◆ Texte extrait:
━━━━

Springer classe d’abord (en C1) l’innéisme chomskyen dans une catégorie à part, où seuls sont pris en compte les facteurs d’apprentissage propres au sujet, l’opposant en ceci aux thèses cognitivistes et constructivistes qui, elles, prennent également en compte les facteurs externes. Il rejoint ici l’opposition innéisme / constructivisme de Bailly. Mais en C2, cet auteur regroupe l’innéisme avec le constructivisme et le cognitivisme, au motif que « dans la littérature didactique américaine [...] l’innéisme est dominant181 et a tendance à s’approprier le cognitivisme tout en ignorant le constructivisme » (op. cit. : 246). Si l’optique déterministe (le behaviorisme) n’apparaît pas en C1, c’est probablement parce que cette classification intervient en conclusion d’un chapitre entièrement consacré aux courants américains qui se sont opposés au behaviorisme. L’optique déterministe retrouve sa place distincte en C2, ce qui rejoint le point de vue de Bailly et Lecomte ; c’est d’ailleurs la seule catégorisation sur laquelle ces trois auteurs sont d’accord : dans l’optique déterministe (behavioriste), les facteurs internes à l’individu ne sont pas pris en compte. Quant aux autres modifications que l’on peut constater dans les catégories 2 et 3 lors du passage de C1 à C2, elles vont majoritairement dans le sens de la classification de Lecomte. Ainsi, dans la classification C2 de Springer on retrouve les critères énoncés par Lecomte de prise en compte des facteurs internes (le Sujet), externes (le Milieu) ou d’une interaction entre les deux. Il subsiste une interrogation sur la place du constructivisme et une autre sur l’opposition entre cognitivisme et néoconnexionnisme.

━━━━

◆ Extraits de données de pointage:
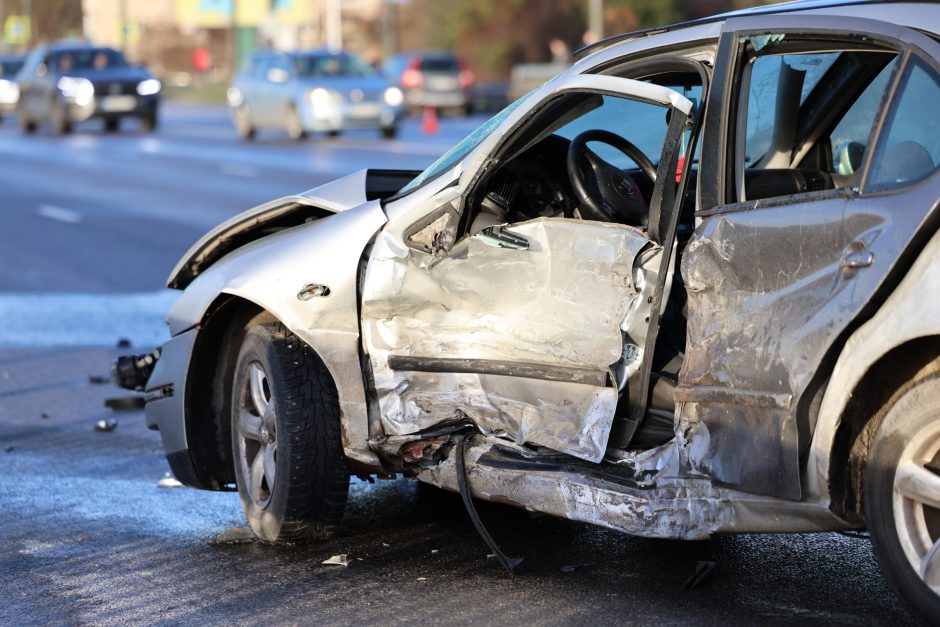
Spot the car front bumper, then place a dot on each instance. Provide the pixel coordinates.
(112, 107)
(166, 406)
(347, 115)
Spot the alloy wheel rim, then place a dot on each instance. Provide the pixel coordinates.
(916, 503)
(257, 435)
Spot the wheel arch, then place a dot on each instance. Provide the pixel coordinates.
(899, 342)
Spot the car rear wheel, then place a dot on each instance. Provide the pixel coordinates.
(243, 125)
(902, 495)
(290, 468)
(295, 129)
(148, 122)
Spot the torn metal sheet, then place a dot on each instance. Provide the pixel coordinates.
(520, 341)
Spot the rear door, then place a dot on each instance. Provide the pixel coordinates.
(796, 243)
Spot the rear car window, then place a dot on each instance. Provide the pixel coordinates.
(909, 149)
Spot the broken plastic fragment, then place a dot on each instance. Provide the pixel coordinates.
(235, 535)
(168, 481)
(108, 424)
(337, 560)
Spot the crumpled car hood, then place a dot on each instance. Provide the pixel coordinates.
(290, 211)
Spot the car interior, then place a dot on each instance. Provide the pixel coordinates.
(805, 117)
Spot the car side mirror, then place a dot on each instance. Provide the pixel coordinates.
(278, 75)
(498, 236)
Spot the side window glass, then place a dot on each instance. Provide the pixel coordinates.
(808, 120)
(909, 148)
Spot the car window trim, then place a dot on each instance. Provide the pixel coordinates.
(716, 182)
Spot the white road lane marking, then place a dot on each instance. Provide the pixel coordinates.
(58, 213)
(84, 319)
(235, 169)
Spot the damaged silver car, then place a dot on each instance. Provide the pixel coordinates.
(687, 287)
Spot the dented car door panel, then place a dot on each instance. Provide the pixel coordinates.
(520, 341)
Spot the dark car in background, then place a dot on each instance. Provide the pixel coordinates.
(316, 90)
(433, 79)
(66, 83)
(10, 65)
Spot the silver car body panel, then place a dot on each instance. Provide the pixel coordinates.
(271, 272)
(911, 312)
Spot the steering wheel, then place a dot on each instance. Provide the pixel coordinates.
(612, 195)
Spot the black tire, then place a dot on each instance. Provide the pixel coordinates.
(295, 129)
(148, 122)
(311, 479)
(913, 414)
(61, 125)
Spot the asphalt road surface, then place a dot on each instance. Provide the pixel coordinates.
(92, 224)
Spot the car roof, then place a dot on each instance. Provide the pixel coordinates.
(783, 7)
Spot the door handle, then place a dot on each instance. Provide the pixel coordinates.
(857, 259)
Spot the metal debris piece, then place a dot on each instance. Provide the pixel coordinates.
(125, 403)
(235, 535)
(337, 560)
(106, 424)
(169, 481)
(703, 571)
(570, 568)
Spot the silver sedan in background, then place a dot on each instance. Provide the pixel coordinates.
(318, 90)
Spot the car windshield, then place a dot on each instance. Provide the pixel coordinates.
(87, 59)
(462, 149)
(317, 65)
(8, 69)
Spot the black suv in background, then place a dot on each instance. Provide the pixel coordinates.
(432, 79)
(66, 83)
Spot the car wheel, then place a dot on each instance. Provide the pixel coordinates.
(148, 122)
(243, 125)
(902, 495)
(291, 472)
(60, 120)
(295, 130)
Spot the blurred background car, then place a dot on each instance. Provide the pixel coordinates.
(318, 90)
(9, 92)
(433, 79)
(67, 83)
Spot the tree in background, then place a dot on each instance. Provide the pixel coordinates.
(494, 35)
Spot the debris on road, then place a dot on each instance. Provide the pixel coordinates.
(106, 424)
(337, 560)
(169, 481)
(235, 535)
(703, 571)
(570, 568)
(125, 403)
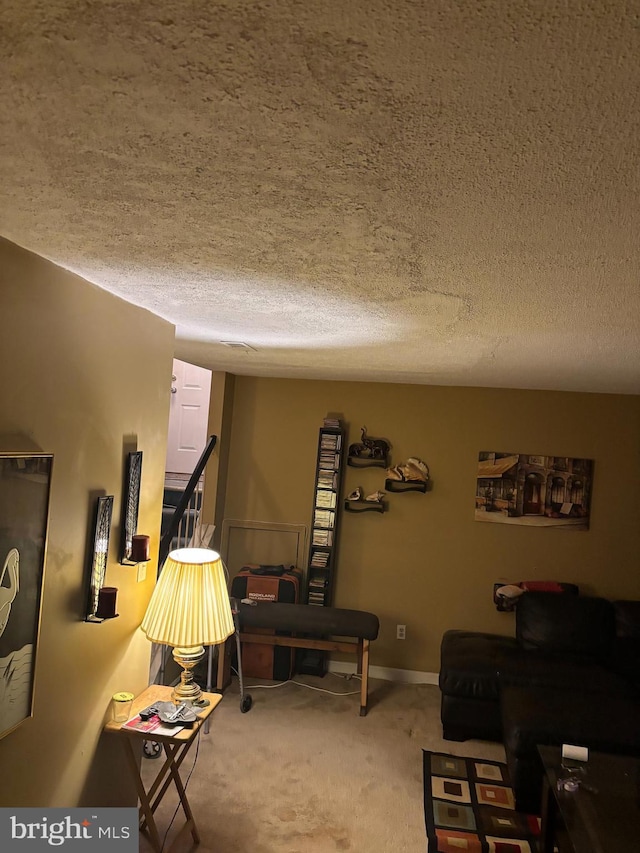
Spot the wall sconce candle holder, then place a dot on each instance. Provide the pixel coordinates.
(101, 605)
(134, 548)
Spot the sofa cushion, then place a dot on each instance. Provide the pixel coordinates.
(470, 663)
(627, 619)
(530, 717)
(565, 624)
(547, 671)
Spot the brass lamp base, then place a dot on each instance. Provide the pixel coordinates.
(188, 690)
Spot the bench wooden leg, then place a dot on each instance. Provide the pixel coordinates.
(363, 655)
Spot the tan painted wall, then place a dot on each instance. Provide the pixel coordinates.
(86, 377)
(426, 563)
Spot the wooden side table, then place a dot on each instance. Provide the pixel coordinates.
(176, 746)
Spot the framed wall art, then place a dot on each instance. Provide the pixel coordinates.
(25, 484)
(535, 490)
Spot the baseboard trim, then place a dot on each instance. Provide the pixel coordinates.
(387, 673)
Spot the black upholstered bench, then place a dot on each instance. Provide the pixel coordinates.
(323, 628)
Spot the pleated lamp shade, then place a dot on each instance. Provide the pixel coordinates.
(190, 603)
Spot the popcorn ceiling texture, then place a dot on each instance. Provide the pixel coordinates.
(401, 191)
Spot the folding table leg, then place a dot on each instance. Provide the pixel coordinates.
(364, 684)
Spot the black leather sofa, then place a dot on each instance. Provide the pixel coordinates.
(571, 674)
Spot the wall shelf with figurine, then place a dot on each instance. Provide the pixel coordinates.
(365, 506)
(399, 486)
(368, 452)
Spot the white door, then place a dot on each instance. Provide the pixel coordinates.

━━━━

◆ Consignes:
1) D'après le texte extrait, quelle est la seule catégorisation sur laquelle Springer, Bailly et Lecomte s'accordent ?
2) Indiquez si chacune des affirmations suivantes concorde avec le texte extrait, en répondant par oui ou par non et en citant les mots du texte qui tranchent.
(a) En C1, Springer oppose l'innéisme chomskyen aux thèses cognitivistes et constructivistes.
(b) L'optique déterministe figure dans la classification C1 de Springer.
(c) Les modifications constatées entre C1 et C2 vont surtout dans le sens de la classification de Bailly.
3) Prolongez le texte extrait sur les classifications de Springer à partir de sa dernière phrase.

◆ Réponses:
1) L'optique déterministe (behavioriste), dans laquelle les facteurs internes à l'individu ne sont pas pris en compte.

2)
(a) Oui : « l’opposant en ceci aux thèses cognitivistes et constructivistes qui, elles, prennent également en compte les facteurs externes ».
(b) Non : « Si l’optique déterministe (le behaviorisme) n’apparaît pas en C1 ».
(c) Non : « elles vont majoritairement dans le sens de la classification de Lecomte ».

3)
2. 3. 2. Cognitivisme et constructivisme : essai de clarification

Dans une perspective cognitiviste, nous dit Gaonac’h, « les connaissances qu’un individu possède déjà sont le principal déterminant de ce que cet individu peut apprendre » (1991 : 107 et s.). Ce point de vue place la perspective cognitiviste dans la lignée des philosophies innéistes du déjà-là ou du déjà-acquis182. Selon les moyens que se donnent les approches cognitivistes pour représenter le système cognitif de l’individu, Weil-Barais (1993 : 41 et s.) distingue le cognitivisme structural et le cognitivisme computationnel, le premier type pouvant être illustré par le gestaltisme d’une part et le structuralisme piagétien d’autre part. Nous empruntons en partie à cette auteure la présentation résumée qui suit.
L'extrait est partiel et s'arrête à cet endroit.